Wpisy ze zbioru
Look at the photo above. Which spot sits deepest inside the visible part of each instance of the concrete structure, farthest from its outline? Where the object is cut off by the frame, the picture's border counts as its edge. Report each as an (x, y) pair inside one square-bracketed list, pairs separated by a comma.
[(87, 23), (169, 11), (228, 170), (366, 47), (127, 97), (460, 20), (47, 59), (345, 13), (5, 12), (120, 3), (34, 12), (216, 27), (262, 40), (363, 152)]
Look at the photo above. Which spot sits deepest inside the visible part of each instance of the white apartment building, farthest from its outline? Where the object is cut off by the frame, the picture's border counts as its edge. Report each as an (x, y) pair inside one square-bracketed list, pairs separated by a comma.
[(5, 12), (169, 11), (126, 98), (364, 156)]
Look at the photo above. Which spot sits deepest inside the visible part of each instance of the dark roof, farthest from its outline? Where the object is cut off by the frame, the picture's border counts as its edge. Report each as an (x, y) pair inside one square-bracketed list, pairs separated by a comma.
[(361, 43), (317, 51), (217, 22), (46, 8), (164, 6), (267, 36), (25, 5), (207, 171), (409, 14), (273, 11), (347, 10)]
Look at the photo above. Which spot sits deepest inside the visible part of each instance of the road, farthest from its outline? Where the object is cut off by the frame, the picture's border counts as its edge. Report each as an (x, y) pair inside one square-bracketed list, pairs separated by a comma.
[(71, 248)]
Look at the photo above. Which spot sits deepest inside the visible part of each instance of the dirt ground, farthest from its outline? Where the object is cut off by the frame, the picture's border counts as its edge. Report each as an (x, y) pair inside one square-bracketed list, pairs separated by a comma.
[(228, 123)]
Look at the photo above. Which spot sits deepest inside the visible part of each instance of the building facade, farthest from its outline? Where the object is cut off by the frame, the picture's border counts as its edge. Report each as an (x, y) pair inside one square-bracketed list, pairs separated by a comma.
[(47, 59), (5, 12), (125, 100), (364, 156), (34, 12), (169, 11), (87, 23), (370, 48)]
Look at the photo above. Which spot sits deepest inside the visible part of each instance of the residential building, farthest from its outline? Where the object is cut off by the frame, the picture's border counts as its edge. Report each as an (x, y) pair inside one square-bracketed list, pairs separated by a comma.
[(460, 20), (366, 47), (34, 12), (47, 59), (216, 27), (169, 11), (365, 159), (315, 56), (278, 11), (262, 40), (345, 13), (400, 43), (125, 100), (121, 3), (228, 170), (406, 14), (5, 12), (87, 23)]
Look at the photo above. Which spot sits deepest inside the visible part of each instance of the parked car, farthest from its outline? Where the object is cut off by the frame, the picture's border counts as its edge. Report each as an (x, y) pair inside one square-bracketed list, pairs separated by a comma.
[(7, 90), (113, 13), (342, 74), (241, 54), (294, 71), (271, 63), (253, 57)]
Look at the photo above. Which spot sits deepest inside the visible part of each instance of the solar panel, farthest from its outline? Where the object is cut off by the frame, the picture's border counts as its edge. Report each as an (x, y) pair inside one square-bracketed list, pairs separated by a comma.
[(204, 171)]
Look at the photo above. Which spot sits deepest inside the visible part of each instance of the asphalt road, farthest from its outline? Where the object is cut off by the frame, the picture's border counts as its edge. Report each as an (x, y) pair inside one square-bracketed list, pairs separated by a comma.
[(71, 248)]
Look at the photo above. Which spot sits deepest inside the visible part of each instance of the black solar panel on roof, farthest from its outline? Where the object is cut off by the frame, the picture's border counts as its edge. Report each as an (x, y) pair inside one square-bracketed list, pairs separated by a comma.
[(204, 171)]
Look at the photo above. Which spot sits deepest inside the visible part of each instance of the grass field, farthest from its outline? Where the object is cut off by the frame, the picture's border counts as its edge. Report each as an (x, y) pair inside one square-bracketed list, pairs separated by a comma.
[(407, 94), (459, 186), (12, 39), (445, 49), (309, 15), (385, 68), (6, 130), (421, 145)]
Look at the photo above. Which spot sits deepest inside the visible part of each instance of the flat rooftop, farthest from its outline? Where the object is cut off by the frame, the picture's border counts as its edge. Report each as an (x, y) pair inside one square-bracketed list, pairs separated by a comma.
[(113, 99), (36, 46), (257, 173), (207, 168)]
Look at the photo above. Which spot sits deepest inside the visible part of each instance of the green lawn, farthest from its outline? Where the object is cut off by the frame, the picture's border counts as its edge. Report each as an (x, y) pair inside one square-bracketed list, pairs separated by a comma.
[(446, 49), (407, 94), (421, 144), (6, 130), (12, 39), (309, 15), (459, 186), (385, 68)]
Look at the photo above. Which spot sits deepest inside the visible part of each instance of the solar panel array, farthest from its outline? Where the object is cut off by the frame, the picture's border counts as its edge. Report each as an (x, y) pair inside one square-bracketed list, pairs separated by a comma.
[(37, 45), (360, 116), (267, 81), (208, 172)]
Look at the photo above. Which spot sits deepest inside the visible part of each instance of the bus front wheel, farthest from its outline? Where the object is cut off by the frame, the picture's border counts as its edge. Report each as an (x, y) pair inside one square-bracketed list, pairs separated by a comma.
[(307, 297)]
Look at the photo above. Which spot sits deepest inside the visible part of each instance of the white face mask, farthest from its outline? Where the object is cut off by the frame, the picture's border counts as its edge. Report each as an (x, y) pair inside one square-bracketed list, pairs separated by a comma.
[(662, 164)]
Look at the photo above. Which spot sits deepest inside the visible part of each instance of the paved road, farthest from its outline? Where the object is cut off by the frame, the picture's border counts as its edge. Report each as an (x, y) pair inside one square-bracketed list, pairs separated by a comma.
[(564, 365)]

◆ Opis zadania:
Proszę przekształcić wiersze od wiersza z „of the parked” aż do wiersza z „63), (253, 57)]” włącznie w listę JSON z łańcuchami znaków, po jednym łańcuchu na każdy wiersz, z pominięciem pustych wierszy.

◆ Odpowiedź do zadania:
[
  "Look at the photo above. Which spot sits deepest inside the visible part of each instance of the parked car, farthest from its outline? Where the object is cut off by the frame, the picture's border counts as its edge. Report each as an (x, y) pair inside one square-bracketed list, pairs separated by a comma.",
  "[(7, 90), (113, 13), (342, 74), (241, 54), (294, 71), (271, 63), (253, 57)]"
]